▶ TEXT SHOWN

Sheol In the Old Testament

Jacob, Job, and Solomon’s View of Sheol, the Intermediate State

We’ll begin our scriptural study on  the intermediate state by observing how Jacob, Job and Solomon viewed Sheol in the Old Testament. All three were godly men of the Old Testament era. Jacob was the grandson of Abraham, the father of faith, and the patriarch of the twelve tribes of Israel. In fact, his name was changed to “Israel.” Job was regarded so highly by God that He boasted there was no one on earth as great as him (Job 1:8). As for Solomon, the Bible says “King Solomon was greater in riches and wisdom than all the other kings of the earth. The whole world sought audience with Solomon to hear the wisdom that God had put in his heart” (1 Kings 10:23-24).

These scriptural facts reveal that, although far from perfect, Jacob, Job and Solomon were great and mighty men of the Old Testament period. Hence, there’s no reason not to assume that their recorded statements about Sheol are sound and particularly so if they’re in harmony with what the rest of the Bible teaches.

With this understanding, let’s consider the very first passage in the Bible where the Hebrew word Sheol appears.


What Jacob Said

Sheol in the Old Testament first appears in GENESIS 37:35. This was the occasion where Jacob’s sons treacherously sold their brother Joseph into slavery and then lied to their father by telling him that Joseph was slain by a wild beast. Jacob believed the lie and was understandably heartbroken:

GENESIS 37:35 (NRSV)
All his sons and daughters sought to comfort him [Jacob]; but he refused to be comforted, and said, “No, I shall go down to Sheol to my son [Joseph], mourning.” Thus his father bewailed him.

Two simple facts can be derived from Jacob’s brief expression of grief: (1.) He expected to go to Sheol when he died, and (2.) he believed that Joseph was already in Sheol and that he would himself join him there when he eventually perished. This is notable because it is the first time in Scripture that the word sheol is used and so the hermeneutical law of first mention is relevant. (Jacob and his son, Judah, referred to Sheol in a similar fashion three more times in Genesis).

sheol2The King James Version translates Sheol in this passage as “the grave.” Why? Obviously because the verse refers to Jacob and Joseph, both righteous men of God (righteous, that is, in the sense that they were in-right-standing with God via their covenant, not that they were unflawed individuals). This is in harmony with the King James translator’s policy of rendering Sheol as “hell” when it applied to unrighteous people and as “the grave” when it applied to the righteous. There is absolutely no justification for this practice; the meaning of the word Sheol does not change depending upon the character of the person going there.

We thus find evidence in the very first appearance of Sheol in the Old Testament that religious people have tried to mislead the populace about its nature and who exactly went there.

As for the King James and other translations rendering Sheol as “the grave,” it was pointed out in the first chapter that Sheol never denotes the physical grave or tomb where bodies are laid to rest; there’s a separate Hebrew word for this. Sheol should only be understood as “the grave” in the sense that it is the graveyard of souls in the spiritual realm, where dead souls are held and “awaiting” resurrection to be judged by God. This will become more evident as our study progresses.

▶ COLLECTED DATA
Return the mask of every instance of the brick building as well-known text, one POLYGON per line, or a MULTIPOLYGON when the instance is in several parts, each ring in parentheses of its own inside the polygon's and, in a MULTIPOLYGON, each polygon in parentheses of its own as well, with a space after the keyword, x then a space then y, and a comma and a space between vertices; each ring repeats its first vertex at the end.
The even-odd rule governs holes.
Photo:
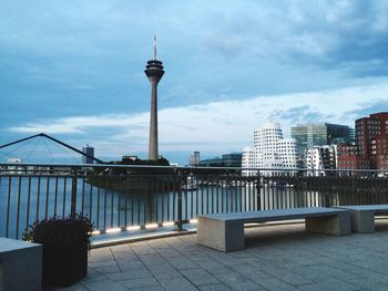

▶ WORK REQUIRED
Reproduce the text on Sheol between "These scriptural facts" and "GENESIS 37:35 (NRSV)", inclusive. The lines play no part in this work.

▶ WORKED SOLUTION
These scriptural facts reveal that, although far from perfect, Jacob, Job and Solomon were great and mighty men of the Old Testament period. Hence, there’s no reason not to assume that their recorded statements about Sheol are sound and particularly so if they’re in harmony with what the rest of the Bible teaches.

With this understanding, let’s consider the very first passage in the Bible where the Hebrew word Sheol appears.


What Jacob Said

Sheol in the Old Testament first appears in GENESIS 37:35. This was the occasion where Jacob’s sons treacherously sold their brother Joseph into slavery and then lied to their father by telling him that Joseph was slain by a wild beast. Jacob believed the lie and was understandably heartbroken:

GENESIS 37:35 (NRSV)